[Excerpted text]:
Here’s the final configuration for AdamW in our use case:

				
					torch.optim.AdamW(model.parameters(), lr=3e-5, weight_decay=1e-4)

Understanding Schedulers

Schedulers adjust the learning rate during training based on model performance. They play a vital role in fine-tuning the training process. We experimented with different schedulers to find the best fit for our model, including CyclicLR and CosineAnnealingLR. CyclicLR varied the learning rate within a specified range, cycling between a lower and an upper bound. It can be beneficial for training on large datasets where exploration is needed, but it is less suitable for fine-tuning with smaller datasets. CosineAnnealingLR caused the learning rate to vary in a wave-like pattern, which wasn’t suitable for our goal of achieving stable training.

In the end, we decided that ReduceLROnPlateau emerged as the most effective for our smaller dataset. It showed the ability to reduce the learning rate when validation performance stops improving and maintaining a steady training process, proved to be the best choice.

Configuring Schedulers

Key parameters for configuring the ReduceLROnPlateau scheduler include:

mode – specifies whether to monitor the minimum or maximum of the metric

factor – which determines the reduction rate

patience – indicating the number of epochs to wait before reducing the learning rate

threshold – which defines the minimum change to consider an improvement

Our final configuration for the scheduler was as follows:

				
					torch.optim.lr_scheduler.ReduceLROnPlateau(optimizer, mode='min', patience=1, factor=0.1)

This setup ensured that the learning rate was reduced by a factor of 0.1 after two epochs of no improvement in validation loss, allowing for adaptive control over the learning process.

[Problem set]:
a. In the excerpt on learning-rate schedulers, what weight decay value does the final AdamW configuration use?
b. According to the excerpt on learning-rate schedulers, why was CosineAnnealingLR not chosen?
c. Do these statements agree with the excerpt on learning-rate schedulers? (i) CyclicLR cycles the learning rate between a lower and an upper bound. (ii) The final scheduler configuration sets mode to 'max'. (iii) The threshold parameter determines the reduction rate.
The items play no part in this work.

[Source information]:
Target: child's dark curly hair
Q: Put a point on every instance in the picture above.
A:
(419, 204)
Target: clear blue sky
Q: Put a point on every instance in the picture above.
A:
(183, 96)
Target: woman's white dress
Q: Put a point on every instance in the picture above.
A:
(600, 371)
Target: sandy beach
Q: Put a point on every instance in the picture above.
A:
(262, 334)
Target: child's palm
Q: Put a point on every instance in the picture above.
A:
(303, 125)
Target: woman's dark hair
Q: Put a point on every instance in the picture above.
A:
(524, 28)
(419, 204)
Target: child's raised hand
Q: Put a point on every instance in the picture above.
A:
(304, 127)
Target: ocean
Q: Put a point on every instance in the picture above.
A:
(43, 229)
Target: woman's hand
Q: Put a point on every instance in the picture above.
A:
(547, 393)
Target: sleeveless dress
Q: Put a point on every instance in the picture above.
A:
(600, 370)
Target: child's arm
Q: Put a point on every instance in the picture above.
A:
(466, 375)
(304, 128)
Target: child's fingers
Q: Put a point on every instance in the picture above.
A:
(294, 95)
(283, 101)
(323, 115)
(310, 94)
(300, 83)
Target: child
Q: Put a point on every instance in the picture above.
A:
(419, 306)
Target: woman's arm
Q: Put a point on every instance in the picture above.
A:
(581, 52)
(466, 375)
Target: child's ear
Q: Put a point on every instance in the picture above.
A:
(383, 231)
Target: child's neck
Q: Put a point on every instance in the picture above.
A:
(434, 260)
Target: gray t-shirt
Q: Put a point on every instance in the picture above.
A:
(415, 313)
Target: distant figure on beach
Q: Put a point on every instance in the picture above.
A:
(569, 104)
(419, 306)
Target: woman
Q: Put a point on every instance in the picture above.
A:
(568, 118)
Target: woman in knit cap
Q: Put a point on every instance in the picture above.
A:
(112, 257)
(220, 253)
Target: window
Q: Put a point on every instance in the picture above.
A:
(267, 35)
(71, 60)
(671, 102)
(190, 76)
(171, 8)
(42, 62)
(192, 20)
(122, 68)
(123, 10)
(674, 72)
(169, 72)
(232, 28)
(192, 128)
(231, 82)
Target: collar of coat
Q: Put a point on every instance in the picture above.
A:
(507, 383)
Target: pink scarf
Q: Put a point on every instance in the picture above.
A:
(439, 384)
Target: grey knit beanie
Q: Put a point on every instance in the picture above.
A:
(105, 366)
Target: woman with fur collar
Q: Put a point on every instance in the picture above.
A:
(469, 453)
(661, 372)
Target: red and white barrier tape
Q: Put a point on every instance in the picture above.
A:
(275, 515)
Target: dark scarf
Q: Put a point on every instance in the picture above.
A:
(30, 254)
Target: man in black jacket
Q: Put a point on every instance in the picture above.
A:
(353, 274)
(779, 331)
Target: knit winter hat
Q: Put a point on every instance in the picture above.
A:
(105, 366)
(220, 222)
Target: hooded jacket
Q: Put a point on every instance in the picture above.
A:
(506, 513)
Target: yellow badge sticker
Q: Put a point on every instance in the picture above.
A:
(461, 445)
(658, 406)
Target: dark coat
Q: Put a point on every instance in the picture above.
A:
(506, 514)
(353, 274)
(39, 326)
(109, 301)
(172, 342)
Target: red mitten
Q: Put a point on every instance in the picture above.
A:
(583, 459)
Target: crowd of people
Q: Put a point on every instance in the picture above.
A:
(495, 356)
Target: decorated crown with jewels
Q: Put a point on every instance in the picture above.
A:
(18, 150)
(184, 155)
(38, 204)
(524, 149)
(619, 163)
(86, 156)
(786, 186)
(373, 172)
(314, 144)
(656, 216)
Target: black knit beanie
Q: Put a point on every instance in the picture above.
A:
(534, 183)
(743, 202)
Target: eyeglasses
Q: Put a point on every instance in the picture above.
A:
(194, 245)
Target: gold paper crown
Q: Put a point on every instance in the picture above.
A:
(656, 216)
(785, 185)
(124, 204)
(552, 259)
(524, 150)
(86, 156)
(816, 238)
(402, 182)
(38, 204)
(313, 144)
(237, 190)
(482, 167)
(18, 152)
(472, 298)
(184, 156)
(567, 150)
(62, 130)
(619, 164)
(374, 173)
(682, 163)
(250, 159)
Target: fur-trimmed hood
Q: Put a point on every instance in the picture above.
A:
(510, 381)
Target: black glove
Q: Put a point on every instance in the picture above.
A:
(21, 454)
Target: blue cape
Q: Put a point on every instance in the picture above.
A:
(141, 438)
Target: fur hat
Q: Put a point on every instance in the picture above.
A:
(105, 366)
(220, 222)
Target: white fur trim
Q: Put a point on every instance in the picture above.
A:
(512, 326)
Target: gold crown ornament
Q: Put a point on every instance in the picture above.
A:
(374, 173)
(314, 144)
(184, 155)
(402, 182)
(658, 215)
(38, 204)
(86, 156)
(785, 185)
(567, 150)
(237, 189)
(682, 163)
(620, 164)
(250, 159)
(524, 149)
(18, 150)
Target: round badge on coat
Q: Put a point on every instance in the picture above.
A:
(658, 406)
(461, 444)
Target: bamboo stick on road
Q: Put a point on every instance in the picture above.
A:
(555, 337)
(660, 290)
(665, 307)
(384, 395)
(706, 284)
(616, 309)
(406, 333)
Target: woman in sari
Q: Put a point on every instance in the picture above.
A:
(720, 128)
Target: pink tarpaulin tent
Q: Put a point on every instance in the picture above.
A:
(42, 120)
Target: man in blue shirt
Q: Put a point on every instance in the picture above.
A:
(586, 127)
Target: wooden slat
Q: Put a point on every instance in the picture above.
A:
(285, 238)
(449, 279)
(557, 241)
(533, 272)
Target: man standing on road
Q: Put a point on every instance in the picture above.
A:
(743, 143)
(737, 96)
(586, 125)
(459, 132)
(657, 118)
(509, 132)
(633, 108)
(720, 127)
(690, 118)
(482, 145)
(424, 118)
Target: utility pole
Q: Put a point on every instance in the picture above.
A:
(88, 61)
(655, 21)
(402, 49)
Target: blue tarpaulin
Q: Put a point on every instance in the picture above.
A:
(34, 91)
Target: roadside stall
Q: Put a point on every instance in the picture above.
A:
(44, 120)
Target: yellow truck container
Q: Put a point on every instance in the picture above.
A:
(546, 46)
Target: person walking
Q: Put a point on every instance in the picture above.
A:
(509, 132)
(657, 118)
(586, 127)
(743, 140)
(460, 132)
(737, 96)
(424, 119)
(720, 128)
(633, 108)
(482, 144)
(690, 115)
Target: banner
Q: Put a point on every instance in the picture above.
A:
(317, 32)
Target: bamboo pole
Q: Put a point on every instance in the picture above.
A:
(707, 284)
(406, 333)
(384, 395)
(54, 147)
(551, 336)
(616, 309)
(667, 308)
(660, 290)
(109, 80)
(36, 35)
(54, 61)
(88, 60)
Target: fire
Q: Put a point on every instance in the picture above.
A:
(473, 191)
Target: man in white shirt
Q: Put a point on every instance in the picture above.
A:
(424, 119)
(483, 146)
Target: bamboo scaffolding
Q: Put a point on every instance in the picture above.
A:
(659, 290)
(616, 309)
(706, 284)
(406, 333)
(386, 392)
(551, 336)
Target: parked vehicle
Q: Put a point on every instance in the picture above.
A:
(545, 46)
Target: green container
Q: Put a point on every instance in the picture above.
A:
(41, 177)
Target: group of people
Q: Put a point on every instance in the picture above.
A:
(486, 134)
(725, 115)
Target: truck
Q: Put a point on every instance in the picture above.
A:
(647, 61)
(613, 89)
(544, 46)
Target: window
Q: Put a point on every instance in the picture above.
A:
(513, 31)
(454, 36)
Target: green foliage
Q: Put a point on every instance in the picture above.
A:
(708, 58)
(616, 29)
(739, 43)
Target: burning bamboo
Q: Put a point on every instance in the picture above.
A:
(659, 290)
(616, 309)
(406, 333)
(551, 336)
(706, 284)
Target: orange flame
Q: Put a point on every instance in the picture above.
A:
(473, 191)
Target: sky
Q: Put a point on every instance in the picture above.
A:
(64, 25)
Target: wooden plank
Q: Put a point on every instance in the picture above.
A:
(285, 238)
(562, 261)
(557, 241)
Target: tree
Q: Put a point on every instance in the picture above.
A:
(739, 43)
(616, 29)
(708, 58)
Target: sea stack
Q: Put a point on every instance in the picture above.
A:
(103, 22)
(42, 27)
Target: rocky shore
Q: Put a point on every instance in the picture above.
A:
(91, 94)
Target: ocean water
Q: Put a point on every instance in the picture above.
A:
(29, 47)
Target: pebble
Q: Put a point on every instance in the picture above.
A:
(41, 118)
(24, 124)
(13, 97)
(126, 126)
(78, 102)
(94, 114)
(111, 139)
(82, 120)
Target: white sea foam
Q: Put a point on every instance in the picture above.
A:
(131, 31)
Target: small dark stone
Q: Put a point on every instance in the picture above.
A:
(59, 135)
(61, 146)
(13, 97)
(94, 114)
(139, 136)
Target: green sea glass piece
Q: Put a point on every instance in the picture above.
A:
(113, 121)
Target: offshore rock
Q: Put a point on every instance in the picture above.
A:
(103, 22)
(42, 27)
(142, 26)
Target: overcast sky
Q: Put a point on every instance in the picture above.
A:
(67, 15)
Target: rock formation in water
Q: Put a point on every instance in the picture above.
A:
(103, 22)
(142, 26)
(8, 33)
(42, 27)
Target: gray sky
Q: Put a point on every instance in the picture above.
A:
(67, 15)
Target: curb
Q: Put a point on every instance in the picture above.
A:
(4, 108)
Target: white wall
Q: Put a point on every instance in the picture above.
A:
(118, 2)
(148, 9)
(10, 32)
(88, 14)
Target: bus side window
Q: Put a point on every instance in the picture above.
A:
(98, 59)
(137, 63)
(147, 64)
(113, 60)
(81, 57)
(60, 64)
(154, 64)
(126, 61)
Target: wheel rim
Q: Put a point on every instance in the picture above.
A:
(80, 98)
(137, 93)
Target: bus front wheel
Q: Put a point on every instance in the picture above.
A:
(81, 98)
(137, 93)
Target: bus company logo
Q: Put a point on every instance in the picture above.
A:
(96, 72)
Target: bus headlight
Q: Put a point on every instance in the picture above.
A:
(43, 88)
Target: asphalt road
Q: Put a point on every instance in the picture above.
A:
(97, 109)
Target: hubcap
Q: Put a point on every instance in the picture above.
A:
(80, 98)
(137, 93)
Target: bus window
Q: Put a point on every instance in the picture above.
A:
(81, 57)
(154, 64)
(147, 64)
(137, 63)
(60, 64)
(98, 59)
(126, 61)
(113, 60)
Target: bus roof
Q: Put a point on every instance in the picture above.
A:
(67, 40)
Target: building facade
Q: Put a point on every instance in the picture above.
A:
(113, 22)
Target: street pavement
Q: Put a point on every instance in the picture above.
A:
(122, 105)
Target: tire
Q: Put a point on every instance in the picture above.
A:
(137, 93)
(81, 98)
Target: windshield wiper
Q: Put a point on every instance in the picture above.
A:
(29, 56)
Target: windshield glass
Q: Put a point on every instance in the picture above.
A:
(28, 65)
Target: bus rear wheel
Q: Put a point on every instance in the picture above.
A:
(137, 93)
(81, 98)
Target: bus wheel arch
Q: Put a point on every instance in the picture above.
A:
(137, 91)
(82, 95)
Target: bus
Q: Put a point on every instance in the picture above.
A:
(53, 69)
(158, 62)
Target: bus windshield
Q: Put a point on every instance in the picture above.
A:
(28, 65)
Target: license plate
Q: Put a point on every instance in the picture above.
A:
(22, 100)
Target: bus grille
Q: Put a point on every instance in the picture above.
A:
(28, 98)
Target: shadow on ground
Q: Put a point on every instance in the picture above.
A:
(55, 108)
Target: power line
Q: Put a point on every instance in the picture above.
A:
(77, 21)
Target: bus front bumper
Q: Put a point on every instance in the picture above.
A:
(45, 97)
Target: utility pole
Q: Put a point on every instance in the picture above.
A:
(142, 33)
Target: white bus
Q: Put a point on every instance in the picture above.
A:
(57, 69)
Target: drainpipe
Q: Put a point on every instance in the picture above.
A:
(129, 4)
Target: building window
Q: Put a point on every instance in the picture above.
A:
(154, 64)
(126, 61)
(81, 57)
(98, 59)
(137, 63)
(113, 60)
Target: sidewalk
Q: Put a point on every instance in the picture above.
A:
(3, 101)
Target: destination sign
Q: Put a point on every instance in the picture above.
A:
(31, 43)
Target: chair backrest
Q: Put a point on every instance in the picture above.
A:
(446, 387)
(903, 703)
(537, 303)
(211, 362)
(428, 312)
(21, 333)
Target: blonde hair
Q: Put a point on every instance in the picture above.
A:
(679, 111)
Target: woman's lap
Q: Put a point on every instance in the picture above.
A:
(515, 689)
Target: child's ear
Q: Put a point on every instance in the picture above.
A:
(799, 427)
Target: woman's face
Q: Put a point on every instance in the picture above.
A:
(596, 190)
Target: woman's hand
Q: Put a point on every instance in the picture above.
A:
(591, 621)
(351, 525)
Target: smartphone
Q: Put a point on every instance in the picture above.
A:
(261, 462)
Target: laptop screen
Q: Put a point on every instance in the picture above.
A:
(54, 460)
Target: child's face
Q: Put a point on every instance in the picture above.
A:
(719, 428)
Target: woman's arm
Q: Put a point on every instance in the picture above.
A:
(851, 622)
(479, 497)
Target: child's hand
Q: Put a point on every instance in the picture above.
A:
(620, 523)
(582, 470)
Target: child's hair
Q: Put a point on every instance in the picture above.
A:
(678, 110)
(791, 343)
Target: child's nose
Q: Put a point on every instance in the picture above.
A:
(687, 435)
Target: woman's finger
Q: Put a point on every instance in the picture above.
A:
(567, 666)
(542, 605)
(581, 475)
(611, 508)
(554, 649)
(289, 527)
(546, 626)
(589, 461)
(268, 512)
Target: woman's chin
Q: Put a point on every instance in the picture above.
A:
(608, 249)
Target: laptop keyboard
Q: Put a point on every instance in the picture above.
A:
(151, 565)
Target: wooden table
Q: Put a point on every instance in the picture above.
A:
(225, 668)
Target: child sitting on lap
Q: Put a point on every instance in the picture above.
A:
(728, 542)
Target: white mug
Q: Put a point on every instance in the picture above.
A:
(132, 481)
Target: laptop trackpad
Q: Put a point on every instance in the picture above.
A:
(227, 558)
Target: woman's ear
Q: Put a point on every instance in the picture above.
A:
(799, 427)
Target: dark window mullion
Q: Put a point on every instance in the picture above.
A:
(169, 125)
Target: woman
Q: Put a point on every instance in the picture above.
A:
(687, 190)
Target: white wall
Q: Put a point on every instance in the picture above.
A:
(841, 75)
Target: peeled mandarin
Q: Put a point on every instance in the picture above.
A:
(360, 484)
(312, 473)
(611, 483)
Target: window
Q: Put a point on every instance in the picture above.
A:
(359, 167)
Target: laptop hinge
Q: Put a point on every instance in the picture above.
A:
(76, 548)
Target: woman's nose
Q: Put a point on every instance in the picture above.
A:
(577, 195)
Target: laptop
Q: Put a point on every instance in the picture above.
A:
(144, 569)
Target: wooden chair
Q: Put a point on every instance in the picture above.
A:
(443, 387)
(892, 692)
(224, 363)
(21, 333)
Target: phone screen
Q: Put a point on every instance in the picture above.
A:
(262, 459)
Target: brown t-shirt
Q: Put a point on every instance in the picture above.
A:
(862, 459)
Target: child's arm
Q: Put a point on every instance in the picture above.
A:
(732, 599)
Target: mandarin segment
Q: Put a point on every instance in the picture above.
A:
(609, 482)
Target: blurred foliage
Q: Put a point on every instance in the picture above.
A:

[Completed exercise]:
a. 1e-4

b. It made the learning rate vary in a wave-like pattern. That did not suit the goal of stable training.

c.
(i) Yes: "cycling between a lower and an upper bound"
(ii) No: "mode='min'"
(iii) No: "threshold – which defines the minimum change to consider an improvement"